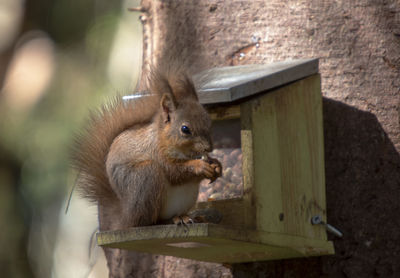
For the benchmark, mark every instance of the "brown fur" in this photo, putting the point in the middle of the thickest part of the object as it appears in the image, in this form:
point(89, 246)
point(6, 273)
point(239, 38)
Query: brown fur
point(131, 150)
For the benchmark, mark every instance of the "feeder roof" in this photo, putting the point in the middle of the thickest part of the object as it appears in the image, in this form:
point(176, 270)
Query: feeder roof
point(228, 84)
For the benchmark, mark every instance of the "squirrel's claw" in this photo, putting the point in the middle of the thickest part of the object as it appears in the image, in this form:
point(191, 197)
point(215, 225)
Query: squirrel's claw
point(182, 220)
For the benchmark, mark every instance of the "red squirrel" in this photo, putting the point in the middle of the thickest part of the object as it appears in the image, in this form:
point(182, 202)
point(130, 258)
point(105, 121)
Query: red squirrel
point(142, 160)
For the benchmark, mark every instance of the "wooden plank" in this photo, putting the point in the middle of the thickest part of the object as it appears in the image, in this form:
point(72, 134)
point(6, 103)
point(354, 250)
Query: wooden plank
point(289, 165)
point(267, 181)
point(227, 84)
point(214, 243)
point(224, 112)
point(232, 211)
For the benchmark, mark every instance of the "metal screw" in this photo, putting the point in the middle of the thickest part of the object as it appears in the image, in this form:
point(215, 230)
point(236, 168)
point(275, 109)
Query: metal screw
point(317, 220)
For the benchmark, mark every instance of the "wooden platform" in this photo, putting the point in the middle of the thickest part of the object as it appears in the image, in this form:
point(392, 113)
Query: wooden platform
point(213, 243)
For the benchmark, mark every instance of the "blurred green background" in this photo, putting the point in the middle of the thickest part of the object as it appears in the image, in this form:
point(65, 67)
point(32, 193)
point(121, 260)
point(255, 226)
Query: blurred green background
point(58, 60)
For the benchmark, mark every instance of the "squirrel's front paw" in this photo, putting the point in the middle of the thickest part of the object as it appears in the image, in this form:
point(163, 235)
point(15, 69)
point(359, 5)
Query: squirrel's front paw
point(216, 165)
point(210, 169)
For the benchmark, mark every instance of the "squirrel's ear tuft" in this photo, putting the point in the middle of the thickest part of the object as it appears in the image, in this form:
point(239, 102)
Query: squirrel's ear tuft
point(168, 106)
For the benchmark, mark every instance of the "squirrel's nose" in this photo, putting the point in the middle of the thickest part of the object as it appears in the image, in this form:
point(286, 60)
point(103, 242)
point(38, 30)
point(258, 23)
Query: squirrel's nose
point(208, 147)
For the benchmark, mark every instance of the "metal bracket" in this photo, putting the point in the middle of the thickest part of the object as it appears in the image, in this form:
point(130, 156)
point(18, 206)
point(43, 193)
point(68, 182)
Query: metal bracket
point(317, 220)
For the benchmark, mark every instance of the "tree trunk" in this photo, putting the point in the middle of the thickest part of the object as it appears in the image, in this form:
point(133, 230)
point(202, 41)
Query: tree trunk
point(358, 43)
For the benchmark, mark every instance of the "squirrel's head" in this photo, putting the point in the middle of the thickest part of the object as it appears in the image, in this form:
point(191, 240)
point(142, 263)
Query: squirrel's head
point(184, 125)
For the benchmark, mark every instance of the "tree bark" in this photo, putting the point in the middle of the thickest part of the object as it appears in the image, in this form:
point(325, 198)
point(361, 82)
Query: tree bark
point(358, 43)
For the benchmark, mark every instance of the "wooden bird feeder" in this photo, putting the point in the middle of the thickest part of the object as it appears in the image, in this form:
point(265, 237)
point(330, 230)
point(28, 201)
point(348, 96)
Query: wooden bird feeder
point(268, 134)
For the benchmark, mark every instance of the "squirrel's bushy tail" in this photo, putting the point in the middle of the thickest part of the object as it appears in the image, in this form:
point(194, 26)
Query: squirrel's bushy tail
point(91, 146)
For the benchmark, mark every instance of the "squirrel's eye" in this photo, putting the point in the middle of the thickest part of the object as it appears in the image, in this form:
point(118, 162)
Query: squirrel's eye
point(185, 130)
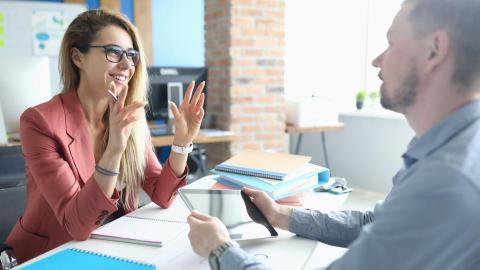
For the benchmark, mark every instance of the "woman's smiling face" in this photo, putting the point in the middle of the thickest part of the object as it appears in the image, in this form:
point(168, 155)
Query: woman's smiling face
point(97, 71)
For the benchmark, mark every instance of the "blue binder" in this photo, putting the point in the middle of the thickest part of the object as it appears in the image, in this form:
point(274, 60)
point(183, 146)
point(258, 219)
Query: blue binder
point(74, 259)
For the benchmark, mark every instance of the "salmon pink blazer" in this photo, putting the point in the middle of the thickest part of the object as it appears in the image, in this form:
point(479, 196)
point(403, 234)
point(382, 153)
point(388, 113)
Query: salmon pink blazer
point(64, 201)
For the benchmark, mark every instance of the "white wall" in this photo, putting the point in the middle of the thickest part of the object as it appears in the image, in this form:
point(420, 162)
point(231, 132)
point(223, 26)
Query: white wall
point(329, 47)
point(367, 152)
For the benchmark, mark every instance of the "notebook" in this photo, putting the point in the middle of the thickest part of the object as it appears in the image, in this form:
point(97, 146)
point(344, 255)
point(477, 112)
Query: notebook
point(149, 225)
point(264, 164)
point(78, 259)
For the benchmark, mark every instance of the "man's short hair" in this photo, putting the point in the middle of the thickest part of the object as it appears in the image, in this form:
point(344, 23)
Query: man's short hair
point(461, 20)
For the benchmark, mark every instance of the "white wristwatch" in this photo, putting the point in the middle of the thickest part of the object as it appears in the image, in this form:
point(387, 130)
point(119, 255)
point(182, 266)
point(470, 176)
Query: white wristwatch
point(182, 150)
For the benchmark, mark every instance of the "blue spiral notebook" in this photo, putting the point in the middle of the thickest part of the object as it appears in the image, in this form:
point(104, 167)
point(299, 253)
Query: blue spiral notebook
point(73, 259)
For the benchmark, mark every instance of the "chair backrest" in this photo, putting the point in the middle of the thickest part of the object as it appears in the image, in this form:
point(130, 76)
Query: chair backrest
point(12, 188)
point(12, 205)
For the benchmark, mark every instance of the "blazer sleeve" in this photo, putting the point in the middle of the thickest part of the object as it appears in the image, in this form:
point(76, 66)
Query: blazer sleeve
point(77, 207)
point(161, 184)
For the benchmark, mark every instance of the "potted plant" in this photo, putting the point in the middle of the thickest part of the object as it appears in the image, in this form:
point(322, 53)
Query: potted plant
point(374, 97)
point(360, 98)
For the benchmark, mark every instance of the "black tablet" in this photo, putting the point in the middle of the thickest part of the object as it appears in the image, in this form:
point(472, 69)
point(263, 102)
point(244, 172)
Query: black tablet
point(234, 208)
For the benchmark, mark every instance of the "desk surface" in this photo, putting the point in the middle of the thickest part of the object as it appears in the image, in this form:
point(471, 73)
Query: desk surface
point(179, 255)
point(329, 127)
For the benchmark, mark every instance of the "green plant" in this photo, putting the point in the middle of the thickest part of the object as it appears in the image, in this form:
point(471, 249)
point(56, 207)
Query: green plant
point(374, 95)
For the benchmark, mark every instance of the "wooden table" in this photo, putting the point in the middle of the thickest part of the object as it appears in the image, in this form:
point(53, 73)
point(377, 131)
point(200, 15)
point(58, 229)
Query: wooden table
point(321, 128)
point(204, 136)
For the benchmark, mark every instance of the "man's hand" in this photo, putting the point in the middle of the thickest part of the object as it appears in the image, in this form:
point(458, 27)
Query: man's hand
point(206, 233)
point(278, 215)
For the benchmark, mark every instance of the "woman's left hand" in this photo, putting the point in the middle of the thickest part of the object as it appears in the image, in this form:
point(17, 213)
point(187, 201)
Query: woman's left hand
point(188, 117)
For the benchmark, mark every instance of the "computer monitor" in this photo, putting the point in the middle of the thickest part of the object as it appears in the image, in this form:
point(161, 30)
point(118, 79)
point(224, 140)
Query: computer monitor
point(170, 83)
point(24, 82)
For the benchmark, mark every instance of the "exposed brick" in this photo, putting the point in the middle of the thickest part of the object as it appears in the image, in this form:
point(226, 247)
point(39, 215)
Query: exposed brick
point(244, 43)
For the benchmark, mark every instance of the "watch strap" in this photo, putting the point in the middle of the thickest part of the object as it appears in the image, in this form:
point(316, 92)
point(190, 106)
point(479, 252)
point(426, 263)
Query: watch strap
point(184, 150)
point(216, 254)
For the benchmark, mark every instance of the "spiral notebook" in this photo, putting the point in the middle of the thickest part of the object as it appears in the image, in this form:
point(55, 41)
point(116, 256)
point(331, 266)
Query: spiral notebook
point(277, 166)
point(80, 259)
point(149, 225)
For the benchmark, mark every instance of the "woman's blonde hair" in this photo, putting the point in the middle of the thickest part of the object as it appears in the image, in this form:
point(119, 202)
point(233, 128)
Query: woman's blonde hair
point(82, 32)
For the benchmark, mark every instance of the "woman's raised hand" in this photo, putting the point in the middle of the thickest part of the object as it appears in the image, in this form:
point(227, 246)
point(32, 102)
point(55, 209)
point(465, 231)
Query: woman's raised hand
point(188, 117)
point(121, 118)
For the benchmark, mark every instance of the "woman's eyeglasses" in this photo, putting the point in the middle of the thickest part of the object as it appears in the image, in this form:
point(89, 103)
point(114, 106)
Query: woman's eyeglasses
point(114, 54)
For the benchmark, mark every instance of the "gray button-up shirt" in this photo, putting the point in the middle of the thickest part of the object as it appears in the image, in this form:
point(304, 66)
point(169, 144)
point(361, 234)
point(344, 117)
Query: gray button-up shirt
point(429, 220)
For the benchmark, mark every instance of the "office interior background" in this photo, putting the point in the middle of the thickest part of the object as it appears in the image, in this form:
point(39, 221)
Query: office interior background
point(260, 53)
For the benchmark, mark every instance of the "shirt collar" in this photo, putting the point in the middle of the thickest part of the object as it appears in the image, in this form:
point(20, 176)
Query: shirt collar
point(447, 128)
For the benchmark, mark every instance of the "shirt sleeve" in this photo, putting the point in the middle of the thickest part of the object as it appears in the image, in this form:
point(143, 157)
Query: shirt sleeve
point(334, 228)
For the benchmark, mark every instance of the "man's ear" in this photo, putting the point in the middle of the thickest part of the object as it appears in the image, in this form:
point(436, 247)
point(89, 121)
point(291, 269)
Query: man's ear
point(77, 57)
point(438, 49)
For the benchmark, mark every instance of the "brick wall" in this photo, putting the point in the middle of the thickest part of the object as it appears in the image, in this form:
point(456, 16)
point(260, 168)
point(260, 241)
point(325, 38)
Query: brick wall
point(245, 56)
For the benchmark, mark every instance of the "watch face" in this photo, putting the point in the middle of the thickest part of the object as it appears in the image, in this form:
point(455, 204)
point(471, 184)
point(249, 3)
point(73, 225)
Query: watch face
point(213, 261)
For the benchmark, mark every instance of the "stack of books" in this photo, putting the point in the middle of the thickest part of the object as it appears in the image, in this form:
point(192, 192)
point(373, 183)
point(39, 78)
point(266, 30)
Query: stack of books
point(279, 175)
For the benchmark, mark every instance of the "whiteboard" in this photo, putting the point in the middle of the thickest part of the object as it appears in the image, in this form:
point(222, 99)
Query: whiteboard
point(19, 31)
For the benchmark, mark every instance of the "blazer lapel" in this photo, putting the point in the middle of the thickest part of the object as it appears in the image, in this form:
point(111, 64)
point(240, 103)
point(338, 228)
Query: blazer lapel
point(76, 126)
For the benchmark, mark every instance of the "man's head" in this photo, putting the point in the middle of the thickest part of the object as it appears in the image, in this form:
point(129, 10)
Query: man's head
point(429, 39)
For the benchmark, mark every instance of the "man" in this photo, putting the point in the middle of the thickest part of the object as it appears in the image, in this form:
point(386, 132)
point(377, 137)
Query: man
point(429, 220)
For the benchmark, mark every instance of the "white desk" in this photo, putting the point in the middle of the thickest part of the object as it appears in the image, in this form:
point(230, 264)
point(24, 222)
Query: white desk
point(179, 255)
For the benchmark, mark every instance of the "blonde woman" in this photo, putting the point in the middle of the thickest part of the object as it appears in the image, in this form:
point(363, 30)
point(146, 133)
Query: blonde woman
point(88, 149)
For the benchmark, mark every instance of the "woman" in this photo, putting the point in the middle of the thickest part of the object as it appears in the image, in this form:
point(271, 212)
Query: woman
point(88, 149)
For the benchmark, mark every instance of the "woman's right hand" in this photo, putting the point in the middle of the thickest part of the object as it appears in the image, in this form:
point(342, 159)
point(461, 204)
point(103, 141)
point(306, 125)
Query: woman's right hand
point(121, 119)
point(278, 215)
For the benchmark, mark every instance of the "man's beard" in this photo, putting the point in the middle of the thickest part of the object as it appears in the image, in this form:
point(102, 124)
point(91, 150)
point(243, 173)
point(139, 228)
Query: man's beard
point(404, 96)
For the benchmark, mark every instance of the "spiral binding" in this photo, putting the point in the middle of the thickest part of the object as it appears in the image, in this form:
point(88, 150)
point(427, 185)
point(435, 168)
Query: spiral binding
point(112, 257)
point(158, 219)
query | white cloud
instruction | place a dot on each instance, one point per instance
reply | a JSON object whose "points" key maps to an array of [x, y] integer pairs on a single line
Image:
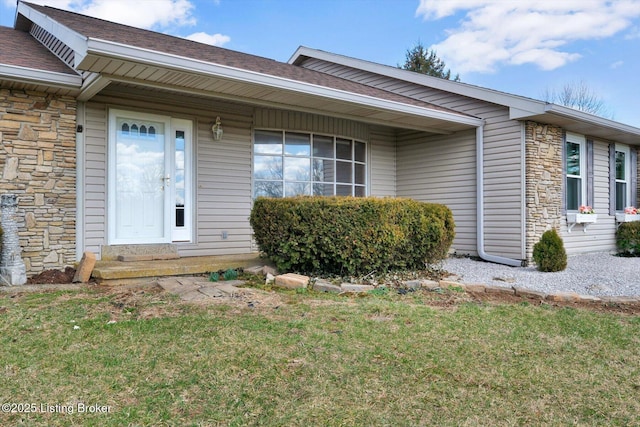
{"points": [[212, 39], [146, 14], [142, 14], [492, 33]]}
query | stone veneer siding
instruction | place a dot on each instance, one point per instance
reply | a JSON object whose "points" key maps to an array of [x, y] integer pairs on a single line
{"points": [[638, 178], [543, 156], [38, 163]]}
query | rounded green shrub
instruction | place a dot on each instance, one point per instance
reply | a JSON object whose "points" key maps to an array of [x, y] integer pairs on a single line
{"points": [[549, 253], [351, 235], [628, 239]]}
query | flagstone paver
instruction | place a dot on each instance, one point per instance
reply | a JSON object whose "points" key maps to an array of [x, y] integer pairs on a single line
{"points": [[195, 289]]}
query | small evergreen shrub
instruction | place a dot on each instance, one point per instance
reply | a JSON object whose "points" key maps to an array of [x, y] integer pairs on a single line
{"points": [[351, 235], [628, 239], [549, 253]]}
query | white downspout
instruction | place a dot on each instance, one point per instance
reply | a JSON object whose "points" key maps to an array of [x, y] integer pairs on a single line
{"points": [[480, 205]]}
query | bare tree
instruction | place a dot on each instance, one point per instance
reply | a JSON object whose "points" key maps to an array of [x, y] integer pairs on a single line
{"points": [[426, 61], [580, 96]]}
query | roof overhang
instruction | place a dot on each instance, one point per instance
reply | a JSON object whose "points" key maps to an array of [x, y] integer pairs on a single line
{"points": [[520, 108], [128, 64], [30, 75], [102, 62], [579, 122]]}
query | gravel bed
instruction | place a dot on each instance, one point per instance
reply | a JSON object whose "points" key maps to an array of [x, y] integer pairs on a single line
{"points": [[598, 274]]}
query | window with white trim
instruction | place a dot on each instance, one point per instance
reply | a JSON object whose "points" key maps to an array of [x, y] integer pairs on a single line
{"points": [[576, 179], [623, 177], [289, 164]]}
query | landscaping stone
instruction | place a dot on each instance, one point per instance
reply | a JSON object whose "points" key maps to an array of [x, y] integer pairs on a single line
{"points": [[475, 288], [499, 290], [528, 293], [192, 295], [291, 281], [228, 288], [270, 278], [256, 270], [321, 285], [267, 269], [448, 283], [350, 287], [590, 298], [85, 268], [211, 291], [619, 300], [430, 285], [412, 284], [563, 297]]}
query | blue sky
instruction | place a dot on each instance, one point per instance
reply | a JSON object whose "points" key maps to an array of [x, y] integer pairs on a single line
{"points": [[524, 47]]}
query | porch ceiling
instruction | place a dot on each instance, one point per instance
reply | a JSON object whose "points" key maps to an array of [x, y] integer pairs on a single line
{"points": [[256, 89]]}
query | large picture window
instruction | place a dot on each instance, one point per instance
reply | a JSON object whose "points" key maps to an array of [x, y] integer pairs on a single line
{"points": [[289, 164]]}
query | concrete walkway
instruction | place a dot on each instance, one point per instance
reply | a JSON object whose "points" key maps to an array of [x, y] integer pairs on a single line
{"points": [[194, 289]]}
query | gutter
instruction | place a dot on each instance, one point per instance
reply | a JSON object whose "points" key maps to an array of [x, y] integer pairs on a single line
{"points": [[480, 206]]}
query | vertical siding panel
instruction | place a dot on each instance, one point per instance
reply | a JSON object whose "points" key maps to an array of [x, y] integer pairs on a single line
{"points": [[442, 169], [95, 177], [382, 148]]}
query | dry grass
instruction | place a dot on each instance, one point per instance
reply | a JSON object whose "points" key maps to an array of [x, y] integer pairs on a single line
{"points": [[307, 359]]}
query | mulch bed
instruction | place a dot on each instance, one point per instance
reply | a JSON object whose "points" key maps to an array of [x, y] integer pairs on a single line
{"points": [[51, 277]]}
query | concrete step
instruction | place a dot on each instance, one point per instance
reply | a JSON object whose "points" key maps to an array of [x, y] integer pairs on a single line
{"points": [[130, 253], [135, 272]]}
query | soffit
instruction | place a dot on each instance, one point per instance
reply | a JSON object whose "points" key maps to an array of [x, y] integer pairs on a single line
{"points": [[224, 85]]}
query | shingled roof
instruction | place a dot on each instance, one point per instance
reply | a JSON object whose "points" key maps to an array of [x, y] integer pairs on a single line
{"points": [[19, 49], [104, 30]]}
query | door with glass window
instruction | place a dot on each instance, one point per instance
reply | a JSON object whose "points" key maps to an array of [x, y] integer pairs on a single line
{"points": [[149, 181]]}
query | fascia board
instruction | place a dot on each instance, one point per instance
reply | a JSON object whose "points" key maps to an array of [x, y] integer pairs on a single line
{"points": [[590, 118], [45, 78], [125, 52], [74, 40], [464, 89]]}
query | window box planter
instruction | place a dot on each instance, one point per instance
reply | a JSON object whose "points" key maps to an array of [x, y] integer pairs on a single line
{"points": [[578, 218], [622, 217]]}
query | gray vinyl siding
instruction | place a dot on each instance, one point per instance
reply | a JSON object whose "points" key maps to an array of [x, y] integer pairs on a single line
{"points": [[503, 168], [382, 158], [222, 171], [599, 237], [223, 179], [442, 169], [95, 172], [292, 120]]}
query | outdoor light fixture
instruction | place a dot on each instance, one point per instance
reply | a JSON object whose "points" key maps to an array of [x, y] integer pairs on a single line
{"points": [[217, 130]]}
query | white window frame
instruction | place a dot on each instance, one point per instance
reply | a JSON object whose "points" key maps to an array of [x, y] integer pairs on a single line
{"points": [[353, 162], [627, 178], [583, 176]]}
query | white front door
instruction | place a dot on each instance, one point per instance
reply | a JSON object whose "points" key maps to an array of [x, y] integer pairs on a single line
{"points": [[149, 188]]}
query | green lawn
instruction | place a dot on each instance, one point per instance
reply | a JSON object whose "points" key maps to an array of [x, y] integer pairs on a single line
{"points": [[312, 360]]}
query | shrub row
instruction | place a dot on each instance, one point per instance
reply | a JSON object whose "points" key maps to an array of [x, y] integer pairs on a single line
{"points": [[628, 239], [349, 235]]}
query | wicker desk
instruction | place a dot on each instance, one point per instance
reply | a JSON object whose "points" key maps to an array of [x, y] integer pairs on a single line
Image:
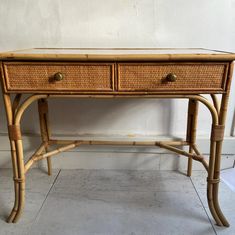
{"points": [[149, 73]]}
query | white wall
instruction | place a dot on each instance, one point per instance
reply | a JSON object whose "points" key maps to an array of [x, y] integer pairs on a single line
{"points": [[113, 23]]}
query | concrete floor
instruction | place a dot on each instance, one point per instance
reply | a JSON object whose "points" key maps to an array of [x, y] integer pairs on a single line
{"points": [[114, 202]]}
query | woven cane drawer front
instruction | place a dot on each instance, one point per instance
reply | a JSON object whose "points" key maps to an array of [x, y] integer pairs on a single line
{"points": [[32, 76], [188, 77]]}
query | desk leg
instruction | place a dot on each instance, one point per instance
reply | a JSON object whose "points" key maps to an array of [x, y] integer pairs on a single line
{"points": [[44, 127], [191, 130], [17, 161], [220, 127]]}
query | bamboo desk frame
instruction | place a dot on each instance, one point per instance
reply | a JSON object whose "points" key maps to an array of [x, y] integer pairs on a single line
{"points": [[113, 73]]}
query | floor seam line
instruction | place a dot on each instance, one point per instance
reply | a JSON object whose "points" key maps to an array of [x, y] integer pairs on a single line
{"points": [[46, 197], [202, 205]]}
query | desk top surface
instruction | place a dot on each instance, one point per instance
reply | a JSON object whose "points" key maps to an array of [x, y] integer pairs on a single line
{"points": [[117, 54]]}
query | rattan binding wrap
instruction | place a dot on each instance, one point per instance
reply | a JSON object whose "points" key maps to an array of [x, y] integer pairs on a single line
{"points": [[189, 76], [77, 76]]}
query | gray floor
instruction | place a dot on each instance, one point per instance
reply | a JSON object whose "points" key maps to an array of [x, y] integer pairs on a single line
{"points": [[114, 202]]}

**What you need to do:** Update the entries from the beginning through the line containing "point(182, 220)", inclusive, so that "benchmark" becomes "evaluation" and everything else stays the same. Leave the pictures out of the answer.

**Complete answer:**
For the evaluation, mark every instance of the "brown fur" in this photo, putting the point in the middle of the thickest part of the object as it appears in the image, in this form:
point(89, 246)
point(6, 273)
point(239, 38)
Query: brown fur
point(131, 150)
For the evaluation, mark every instance of the "feeder roof" in this photo, putting the point in the middle of the thickest part of the object as it appears in the image, in this form:
point(176, 270)
Query: feeder roof
point(228, 84)
For the evaluation, mark every instance of the "squirrel's claw" in this photo, putting the point in the middle of the thickest part of the object as it appears in the image, in this form:
point(191, 197)
point(215, 225)
Query: squirrel's claw
point(182, 220)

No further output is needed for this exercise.